BEGIN Data
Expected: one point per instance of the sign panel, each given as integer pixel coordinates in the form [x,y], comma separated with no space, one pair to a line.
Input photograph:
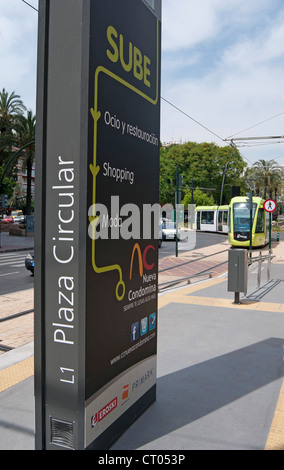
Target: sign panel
[98,135]
[270,205]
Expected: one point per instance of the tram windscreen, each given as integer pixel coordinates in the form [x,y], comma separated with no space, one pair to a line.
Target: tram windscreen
[241,216]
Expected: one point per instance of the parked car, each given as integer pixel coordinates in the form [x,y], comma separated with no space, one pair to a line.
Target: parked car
[169,231]
[8,218]
[19,219]
[29,262]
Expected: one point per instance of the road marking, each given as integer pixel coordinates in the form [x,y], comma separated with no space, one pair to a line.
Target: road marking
[9,274]
[16,374]
[275,440]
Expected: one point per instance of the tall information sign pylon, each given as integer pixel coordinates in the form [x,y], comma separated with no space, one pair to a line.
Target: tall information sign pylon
[96,271]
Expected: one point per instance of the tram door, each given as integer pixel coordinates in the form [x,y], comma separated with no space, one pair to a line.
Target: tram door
[198,220]
[220,221]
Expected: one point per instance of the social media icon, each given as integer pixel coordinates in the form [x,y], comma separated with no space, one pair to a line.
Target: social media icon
[144,326]
[134,331]
[152,321]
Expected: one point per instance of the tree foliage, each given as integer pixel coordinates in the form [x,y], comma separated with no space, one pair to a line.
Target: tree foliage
[203,165]
[266,178]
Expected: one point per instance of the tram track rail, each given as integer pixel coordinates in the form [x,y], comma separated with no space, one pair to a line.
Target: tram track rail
[168,284]
[193,261]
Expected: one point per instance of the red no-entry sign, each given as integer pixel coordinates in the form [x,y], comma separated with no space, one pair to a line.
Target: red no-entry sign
[270,205]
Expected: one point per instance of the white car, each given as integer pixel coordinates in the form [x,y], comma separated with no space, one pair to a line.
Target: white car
[169,231]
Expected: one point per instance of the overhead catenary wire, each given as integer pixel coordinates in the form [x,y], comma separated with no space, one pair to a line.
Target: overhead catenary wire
[24,1]
[190,117]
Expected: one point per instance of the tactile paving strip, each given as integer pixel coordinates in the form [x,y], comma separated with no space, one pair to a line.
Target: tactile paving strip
[16,374]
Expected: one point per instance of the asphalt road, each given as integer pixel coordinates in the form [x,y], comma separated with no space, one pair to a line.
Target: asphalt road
[15,277]
[203,239]
[13,273]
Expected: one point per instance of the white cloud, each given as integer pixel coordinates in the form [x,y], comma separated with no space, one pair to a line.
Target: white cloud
[18,45]
[236,79]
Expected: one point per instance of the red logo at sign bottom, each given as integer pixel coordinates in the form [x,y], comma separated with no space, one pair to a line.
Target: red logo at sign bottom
[105,411]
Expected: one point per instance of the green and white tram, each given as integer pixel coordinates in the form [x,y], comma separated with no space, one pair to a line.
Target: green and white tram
[239,222]
[212,219]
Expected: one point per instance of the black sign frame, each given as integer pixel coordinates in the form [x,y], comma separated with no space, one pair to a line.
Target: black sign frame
[98,119]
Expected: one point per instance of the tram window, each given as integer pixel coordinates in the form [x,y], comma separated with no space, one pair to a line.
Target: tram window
[241,216]
[207,217]
[260,221]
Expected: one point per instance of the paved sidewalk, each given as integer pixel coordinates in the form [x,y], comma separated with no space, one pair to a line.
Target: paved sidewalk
[13,243]
[220,372]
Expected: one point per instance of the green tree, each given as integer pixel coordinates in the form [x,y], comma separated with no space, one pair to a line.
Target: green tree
[11,106]
[25,137]
[264,174]
[199,199]
[205,165]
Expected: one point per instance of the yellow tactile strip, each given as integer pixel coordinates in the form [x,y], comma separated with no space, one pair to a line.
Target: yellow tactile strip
[275,440]
[16,374]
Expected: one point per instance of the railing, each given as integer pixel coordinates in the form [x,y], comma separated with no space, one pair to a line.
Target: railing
[260,259]
[270,284]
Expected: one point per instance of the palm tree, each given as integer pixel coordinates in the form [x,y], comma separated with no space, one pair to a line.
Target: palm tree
[264,172]
[25,137]
[11,106]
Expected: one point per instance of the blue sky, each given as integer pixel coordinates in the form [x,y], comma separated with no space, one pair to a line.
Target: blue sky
[222,65]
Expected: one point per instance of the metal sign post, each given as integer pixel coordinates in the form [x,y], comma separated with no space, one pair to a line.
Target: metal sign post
[270,206]
[96,274]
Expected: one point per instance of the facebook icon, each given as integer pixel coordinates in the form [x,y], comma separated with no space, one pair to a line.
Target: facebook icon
[134,331]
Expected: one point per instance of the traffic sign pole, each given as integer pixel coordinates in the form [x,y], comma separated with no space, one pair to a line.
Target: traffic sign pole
[270,206]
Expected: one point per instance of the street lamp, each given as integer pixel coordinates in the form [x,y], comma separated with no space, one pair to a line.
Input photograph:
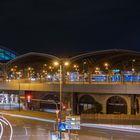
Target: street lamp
[61,64]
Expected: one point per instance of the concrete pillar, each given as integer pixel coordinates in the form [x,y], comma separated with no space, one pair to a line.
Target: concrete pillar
[133,104]
[74,103]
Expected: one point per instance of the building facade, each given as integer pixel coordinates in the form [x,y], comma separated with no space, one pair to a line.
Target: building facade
[95,82]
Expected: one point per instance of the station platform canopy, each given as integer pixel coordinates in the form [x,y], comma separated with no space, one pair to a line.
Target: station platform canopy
[6,54]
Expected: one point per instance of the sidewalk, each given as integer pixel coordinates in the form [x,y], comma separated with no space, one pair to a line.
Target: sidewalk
[49,117]
[38,114]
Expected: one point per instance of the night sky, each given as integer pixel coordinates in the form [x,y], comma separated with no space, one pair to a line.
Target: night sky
[67,27]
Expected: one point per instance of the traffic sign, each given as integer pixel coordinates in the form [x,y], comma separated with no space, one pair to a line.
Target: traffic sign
[62,126]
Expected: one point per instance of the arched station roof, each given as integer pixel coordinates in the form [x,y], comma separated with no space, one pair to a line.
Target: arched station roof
[32,58]
[115,57]
[6,54]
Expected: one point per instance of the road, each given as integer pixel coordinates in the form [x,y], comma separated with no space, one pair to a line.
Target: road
[26,129]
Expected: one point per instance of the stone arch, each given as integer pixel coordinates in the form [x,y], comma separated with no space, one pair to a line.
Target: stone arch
[116,105]
[49,105]
[88,103]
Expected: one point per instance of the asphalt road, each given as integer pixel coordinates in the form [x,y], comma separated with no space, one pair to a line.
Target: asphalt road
[25,129]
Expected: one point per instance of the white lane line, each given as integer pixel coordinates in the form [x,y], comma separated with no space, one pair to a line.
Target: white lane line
[11,128]
[41,129]
[1,133]
[26,131]
[27,117]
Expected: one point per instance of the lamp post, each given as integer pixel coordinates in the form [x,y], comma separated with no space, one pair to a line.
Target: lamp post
[61,64]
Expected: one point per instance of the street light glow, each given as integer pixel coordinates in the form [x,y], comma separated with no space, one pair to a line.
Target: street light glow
[66,63]
[106,64]
[56,63]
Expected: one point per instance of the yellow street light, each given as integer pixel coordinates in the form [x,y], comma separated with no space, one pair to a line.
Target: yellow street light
[56,63]
[66,63]
[106,64]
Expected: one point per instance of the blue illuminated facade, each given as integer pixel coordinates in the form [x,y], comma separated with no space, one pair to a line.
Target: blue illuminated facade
[6,55]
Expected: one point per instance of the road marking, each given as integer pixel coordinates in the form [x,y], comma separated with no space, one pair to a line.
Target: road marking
[11,128]
[42,129]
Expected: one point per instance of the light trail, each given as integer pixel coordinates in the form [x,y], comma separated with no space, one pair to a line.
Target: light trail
[101,126]
[113,127]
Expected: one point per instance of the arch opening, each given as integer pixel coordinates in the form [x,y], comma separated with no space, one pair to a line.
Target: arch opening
[116,105]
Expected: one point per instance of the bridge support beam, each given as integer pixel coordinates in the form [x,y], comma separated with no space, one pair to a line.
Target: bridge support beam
[74,103]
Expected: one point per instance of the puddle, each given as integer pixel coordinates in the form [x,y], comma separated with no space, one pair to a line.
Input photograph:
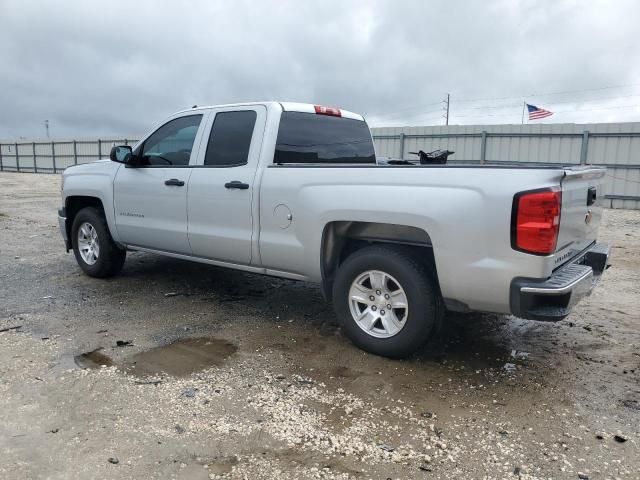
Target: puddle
[93,359]
[181,358]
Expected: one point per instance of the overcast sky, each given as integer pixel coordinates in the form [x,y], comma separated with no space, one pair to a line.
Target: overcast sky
[119,67]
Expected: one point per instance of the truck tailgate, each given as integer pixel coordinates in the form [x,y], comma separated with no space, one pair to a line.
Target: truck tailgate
[581,211]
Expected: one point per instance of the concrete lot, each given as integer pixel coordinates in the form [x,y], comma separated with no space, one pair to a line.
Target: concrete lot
[263,385]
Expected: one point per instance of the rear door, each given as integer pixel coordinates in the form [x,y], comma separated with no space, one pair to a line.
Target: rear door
[221,196]
[581,211]
[150,198]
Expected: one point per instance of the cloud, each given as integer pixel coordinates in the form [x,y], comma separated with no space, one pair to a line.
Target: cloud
[99,68]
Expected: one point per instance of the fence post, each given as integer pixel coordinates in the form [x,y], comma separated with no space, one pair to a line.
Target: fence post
[35,162]
[53,155]
[584,147]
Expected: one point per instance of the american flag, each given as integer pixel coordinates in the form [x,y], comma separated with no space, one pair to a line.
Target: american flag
[536,113]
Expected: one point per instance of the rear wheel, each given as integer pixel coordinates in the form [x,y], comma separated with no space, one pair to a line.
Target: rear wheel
[94,249]
[386,302]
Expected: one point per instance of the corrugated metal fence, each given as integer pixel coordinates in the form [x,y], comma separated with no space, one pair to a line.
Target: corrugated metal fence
[614,145]
[53,156]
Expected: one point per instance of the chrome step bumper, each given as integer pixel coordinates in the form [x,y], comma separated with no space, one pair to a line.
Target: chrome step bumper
[553,298]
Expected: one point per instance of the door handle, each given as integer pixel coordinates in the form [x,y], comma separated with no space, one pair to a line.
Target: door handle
[175,182]
[236,184]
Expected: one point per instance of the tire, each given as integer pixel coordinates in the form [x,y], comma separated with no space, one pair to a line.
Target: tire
[421,317]
[107,259]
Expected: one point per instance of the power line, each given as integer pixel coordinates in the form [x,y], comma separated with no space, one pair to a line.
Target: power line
[564,102]
[400,113]
[555,111]
[550,93]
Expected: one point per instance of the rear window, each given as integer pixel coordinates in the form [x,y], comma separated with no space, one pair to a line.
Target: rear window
[312,138]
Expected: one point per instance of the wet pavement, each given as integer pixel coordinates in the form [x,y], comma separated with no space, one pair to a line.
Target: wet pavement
[180,370]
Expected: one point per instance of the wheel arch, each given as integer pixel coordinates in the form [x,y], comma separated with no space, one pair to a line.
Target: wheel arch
[342,238]
[73,204]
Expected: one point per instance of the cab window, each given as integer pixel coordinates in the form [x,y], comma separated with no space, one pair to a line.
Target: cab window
[172,143]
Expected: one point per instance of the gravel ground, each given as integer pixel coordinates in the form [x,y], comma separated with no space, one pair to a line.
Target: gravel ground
[261,383]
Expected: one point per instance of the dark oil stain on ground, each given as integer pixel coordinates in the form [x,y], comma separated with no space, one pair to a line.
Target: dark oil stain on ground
[93,359]
[181,357]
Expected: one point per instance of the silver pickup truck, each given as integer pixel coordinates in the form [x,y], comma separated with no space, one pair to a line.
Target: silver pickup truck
[294,190]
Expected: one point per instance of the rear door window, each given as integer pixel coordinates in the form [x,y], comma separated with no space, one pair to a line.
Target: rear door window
[313,138]
[230,139]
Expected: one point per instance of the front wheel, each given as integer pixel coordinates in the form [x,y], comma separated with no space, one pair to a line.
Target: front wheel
[386,302]
[94,249]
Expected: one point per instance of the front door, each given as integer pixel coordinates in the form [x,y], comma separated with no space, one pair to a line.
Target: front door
[222,203]
[150,196]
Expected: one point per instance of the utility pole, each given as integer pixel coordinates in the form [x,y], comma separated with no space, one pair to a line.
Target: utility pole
[446,110]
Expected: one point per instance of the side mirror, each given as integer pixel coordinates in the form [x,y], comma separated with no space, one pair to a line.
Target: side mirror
[121,153]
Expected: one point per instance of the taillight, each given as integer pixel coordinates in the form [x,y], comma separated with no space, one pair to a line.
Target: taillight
[320,110]
[535,221]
END Data
**Task directions**
Copy, exactly and only, the lines above that begin with the one containing "Expected: one point per instance of the tram window, each" and finish with the one containing "Expected: one point per instance of the paved".

**Task solution**
Expected: one point per instance of the tram window, each given as integer pixel coordinates in the form [x,y], comma separated with no space, one pair to a line.
Target: tram window
[241,216]
[207,217]
[260,221]
Expected: one point per instance of the paved sidewalk, each given as integer pixel coordinates in the form [x,y], comma separated with no space, one pair to a line.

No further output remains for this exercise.